■ EXTRACT:
The Rigger – Tim Cullen, Dominic Harasiwka, Claire Keegan, Mark Woodrow, Martin Huburn, Grace Green, Howard Anstock, Michael Hartless, Brian Bell, Josh McAuley, Mark Richardson and Ben Turner

Tonight I was at The Rigger in Stoke Newcastle Under Lyme, for the Funhouse gong show. This is a rock pub with an ambience similar to The Maze in Nottingham and it was pretty full. There were a lot of acts from the Northwest and I was hoping that they wouldn’t repeat what I once saw in Derby. There a group of Mancunians and a Liverpudlians were performing and half of them did material on how rough it was where they were from and after the third description of, ‘if you’ve ever seen Shameless…’ I despaired as probably did the Northwest Tourist board if they were watching. Fortunately tonight was very different. Mike, looking like a New Romantic in his black Guardsman’s tunic, started the night off with a faux pas when he said how nice it was to be in Stoke, which the denizens of Newcastle Under Lyme were quick to take issue with. This led him nicely into some good material about a wall. There was then a lovely moment when someone on the front row was silly enough not to have turned their phone off and Mike answered it. Upon mishearing the girl’s name, Ocean (not a name at the front of anyone’s mind, admittedly), as O2, Mike proceeded to try to sign the chap up to a more expensive package. This was a lot of fun and before long we were ready for our first act.

Tim Cullen opened, with a low energy delivery. He had some nice bits, such as where he referenced the audience and a few callbacks which added sparkle, but the pacing on the jacuzzi routine was out and it didn’t feel as if it was going anywhere. Cullen’s delivery contained a lot of ers and erms, which in a new act is fair enough. He was a late gonging and owing to it seeming to take an age for the 3rd red card to go up, it seemed almost cruel.

■ DATA RECORDS:
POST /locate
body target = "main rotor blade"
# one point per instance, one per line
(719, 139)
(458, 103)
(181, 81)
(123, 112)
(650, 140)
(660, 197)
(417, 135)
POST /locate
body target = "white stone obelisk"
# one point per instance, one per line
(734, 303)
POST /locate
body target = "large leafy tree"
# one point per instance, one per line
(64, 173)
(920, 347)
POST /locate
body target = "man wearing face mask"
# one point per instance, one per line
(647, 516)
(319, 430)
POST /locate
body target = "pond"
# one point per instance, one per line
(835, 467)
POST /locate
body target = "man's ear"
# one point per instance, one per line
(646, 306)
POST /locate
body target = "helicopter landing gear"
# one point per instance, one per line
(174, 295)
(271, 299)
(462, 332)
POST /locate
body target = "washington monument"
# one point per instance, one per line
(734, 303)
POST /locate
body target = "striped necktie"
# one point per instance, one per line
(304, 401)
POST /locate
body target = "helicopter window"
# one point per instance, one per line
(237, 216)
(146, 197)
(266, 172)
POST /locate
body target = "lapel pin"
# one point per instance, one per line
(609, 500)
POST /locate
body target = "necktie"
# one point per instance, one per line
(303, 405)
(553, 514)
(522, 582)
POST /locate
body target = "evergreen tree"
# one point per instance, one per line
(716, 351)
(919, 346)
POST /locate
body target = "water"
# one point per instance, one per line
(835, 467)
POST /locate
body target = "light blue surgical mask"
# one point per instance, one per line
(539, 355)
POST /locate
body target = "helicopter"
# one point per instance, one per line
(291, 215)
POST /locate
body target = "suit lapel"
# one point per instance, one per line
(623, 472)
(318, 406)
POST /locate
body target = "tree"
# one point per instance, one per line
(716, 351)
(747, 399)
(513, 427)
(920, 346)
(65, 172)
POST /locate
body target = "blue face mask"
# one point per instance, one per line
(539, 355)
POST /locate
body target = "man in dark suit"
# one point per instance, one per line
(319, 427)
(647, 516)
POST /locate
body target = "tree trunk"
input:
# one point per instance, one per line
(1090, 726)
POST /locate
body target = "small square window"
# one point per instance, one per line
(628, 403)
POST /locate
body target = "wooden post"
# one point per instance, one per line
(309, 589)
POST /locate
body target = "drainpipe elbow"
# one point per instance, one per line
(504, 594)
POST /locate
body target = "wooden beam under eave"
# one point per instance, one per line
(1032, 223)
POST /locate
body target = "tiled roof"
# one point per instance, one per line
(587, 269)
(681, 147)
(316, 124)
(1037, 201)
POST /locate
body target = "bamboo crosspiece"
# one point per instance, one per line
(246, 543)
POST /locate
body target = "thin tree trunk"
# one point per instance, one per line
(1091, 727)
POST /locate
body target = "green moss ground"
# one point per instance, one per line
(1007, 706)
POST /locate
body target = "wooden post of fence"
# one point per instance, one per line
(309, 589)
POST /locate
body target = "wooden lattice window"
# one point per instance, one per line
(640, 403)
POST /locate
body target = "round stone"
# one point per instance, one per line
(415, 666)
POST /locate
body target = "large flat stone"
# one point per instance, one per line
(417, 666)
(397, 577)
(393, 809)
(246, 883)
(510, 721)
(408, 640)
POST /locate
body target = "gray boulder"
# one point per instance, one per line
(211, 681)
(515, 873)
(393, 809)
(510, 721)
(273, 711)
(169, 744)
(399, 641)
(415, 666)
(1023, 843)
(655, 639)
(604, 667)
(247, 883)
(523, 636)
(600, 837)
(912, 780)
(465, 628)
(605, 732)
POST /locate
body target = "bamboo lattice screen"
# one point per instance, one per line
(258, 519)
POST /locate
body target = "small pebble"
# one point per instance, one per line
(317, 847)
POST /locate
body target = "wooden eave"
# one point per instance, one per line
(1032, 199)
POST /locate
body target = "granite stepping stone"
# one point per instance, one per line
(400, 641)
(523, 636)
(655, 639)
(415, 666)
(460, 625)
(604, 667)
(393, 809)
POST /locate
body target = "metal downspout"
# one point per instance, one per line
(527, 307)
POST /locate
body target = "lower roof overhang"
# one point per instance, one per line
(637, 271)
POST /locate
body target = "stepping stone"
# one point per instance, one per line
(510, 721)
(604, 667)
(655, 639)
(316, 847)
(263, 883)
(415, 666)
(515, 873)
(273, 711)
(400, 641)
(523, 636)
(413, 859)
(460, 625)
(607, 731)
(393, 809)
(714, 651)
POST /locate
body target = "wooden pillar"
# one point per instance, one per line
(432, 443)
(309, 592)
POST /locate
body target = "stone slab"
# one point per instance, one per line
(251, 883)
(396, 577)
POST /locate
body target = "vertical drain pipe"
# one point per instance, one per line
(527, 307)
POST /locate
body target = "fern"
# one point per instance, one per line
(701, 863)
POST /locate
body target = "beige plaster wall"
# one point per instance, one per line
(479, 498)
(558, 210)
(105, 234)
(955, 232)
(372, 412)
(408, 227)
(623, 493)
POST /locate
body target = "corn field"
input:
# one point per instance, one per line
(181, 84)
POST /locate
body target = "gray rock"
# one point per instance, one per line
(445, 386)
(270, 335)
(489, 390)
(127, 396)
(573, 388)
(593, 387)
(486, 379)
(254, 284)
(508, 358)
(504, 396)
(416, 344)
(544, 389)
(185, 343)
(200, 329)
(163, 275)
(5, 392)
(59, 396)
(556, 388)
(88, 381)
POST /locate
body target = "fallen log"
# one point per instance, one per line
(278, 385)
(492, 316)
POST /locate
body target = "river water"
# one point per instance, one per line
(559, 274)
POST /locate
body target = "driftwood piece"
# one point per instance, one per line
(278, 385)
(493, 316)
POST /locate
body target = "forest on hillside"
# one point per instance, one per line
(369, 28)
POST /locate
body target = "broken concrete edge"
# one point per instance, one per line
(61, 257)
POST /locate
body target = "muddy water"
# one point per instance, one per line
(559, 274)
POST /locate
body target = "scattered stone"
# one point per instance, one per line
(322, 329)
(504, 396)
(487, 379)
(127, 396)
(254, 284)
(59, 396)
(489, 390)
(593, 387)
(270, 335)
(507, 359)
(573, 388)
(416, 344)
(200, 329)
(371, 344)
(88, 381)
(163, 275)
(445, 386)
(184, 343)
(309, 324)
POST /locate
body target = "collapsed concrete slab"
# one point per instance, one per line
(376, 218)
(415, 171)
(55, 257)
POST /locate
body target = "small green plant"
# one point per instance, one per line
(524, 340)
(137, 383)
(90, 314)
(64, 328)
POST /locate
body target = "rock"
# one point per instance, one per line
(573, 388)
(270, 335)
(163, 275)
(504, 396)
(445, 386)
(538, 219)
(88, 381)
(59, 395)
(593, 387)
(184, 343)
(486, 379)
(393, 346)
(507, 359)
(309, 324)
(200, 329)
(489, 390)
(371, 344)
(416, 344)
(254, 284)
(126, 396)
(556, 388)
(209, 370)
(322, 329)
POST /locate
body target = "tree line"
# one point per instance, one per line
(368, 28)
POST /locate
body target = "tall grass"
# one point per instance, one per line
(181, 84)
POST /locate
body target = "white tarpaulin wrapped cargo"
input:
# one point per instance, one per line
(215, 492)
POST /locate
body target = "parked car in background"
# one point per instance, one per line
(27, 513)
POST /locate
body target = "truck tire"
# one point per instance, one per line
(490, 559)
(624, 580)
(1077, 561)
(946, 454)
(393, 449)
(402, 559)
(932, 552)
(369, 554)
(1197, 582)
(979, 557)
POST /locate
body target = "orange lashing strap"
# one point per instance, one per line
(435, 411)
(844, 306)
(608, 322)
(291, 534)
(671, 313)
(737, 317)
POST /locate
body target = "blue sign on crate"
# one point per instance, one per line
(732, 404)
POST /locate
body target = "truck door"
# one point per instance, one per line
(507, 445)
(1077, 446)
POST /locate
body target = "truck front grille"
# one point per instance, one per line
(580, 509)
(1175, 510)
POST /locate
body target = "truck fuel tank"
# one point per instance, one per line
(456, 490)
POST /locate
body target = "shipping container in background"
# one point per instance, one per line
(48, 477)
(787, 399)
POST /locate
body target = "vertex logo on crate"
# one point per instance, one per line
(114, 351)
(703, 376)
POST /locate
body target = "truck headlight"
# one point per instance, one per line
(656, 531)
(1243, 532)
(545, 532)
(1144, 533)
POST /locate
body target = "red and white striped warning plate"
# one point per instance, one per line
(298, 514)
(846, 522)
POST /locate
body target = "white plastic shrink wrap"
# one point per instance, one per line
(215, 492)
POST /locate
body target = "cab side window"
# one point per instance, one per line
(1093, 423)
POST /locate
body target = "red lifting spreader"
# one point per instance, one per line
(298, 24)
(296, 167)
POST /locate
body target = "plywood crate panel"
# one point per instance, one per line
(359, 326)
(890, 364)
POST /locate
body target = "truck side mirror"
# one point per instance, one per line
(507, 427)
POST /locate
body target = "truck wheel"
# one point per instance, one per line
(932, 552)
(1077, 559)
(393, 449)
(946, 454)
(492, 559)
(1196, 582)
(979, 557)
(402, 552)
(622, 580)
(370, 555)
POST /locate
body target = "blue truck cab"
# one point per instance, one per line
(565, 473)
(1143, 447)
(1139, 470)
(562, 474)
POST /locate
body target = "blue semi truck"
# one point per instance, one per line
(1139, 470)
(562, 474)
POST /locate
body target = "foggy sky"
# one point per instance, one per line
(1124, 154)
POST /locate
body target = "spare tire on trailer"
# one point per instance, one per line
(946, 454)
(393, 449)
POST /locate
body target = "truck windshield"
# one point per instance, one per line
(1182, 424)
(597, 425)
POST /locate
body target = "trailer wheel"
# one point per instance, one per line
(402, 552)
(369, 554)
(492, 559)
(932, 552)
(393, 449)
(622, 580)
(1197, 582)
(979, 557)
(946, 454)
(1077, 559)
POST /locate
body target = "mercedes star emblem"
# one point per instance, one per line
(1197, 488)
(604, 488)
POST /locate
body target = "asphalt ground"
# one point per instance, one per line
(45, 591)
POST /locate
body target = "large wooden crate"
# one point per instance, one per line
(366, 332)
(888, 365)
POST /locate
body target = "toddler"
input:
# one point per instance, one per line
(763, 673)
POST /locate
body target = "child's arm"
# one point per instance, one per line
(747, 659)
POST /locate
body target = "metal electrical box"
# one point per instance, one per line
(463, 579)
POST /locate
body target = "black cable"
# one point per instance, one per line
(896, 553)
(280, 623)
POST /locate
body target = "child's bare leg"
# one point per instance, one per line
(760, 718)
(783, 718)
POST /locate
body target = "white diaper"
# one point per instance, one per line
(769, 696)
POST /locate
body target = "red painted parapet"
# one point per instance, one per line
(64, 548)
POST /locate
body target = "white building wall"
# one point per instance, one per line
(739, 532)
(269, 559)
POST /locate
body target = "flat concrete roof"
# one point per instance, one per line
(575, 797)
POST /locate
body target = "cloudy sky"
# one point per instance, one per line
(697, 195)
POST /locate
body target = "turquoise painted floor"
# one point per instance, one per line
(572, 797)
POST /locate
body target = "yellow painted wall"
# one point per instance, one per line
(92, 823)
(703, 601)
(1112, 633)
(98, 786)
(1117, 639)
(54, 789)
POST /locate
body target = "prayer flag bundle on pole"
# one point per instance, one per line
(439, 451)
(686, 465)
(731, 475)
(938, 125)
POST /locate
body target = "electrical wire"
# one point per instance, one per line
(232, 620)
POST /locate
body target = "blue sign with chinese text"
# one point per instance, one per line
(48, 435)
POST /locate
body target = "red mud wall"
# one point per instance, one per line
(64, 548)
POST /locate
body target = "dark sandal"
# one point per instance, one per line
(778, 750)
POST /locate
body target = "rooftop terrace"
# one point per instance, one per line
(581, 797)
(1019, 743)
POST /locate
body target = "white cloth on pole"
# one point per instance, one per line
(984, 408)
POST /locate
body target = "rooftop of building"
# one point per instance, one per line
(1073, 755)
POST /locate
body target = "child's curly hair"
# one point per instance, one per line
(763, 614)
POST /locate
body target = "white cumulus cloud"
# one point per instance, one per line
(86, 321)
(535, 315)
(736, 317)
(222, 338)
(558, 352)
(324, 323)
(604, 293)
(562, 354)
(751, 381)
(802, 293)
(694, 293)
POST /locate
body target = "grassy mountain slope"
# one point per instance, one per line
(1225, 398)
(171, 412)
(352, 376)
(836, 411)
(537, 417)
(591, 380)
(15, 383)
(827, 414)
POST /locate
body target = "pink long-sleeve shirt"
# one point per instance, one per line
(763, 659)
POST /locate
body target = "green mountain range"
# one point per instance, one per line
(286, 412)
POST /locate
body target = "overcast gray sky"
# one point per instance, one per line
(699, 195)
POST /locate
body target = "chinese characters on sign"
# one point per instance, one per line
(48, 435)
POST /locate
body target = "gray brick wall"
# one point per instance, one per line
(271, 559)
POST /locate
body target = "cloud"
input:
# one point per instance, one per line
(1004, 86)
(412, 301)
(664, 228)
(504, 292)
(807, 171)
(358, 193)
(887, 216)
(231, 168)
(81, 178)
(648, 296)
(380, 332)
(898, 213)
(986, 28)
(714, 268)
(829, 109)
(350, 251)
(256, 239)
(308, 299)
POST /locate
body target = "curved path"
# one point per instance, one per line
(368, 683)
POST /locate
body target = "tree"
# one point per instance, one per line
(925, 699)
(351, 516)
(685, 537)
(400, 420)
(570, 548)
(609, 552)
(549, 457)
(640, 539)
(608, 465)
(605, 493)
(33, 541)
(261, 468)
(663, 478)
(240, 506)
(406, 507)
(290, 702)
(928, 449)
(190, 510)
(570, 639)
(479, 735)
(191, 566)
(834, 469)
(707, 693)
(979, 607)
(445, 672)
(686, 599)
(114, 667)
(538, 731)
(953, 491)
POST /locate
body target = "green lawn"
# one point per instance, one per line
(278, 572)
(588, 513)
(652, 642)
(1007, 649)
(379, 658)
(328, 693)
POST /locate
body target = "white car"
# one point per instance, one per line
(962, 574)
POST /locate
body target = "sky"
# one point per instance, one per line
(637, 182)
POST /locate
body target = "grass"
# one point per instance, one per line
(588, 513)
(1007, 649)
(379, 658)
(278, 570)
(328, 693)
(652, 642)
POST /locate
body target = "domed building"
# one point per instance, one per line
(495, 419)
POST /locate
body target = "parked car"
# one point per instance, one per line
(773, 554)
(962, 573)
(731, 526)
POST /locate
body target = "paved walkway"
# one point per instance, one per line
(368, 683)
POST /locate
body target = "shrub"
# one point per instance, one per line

■ STATED PROBLEM 1: List every town or city named in the comedy night review.
■ STATED PROBLEM 2: Reproduce the part of the comedy night review that begins at the words "Tim Cullen opened, with" and ends after the words "seemed almost cruel.".
■ STATED PROBLEM 3: Write the next part of the review of the Funhouse gong show at The Rigger, starting after its last sentence.
The listing has nothing to do with the comedy night review.

■ RESULT 1: Stoke, Newcastle Under Lyme, Nottingham, Derby

■ RESULT 2:
Tim Cullen opened, with a low energy delivery. He had some nice bits, such as where he referenced the audience and a few callbacks which added sparkle, but the pacing on the jacuzzi routine was out and it didn’t feel as if it was going anywhere. Cullen’s delivery contained a lot of ers and erms, which in a new act is fair enough. He was a late gonging and owing to it seeming to take an age for the 3rd red card to go up, it seemed almost cruel.

■ RESULT 3:
Next was Dominic Harasiwka, the owner of a name that is likely to be causing problems for comperes for a few years to come and also a remarkable resemblance to Tormund from Game of Thrones. I was surprised that he referenced neither of these, not that they were elephants in the room in any kind of way, but it did seem almost natural that they’d get a mention. Harasiwka gave the audience a very strong set with original material that had a nice fresh feel to it. The ounces section was decent and reverse euphemisms is a great premise that I was very impressed with. I did think he missed a chance for improving a line when talking about the mean streets of America, as this had an almost throwaway feel to it and just making it the mean streets of wherever he is on that night would tie it in to the audience and get a laugh – more so if it is somewhere incongruous. Harasiwka’s delivery was a touch on the hesitant in places, but not massively so. He was a well placed finalist and I feel that he is an act that has potential, especially so given the strength of his material.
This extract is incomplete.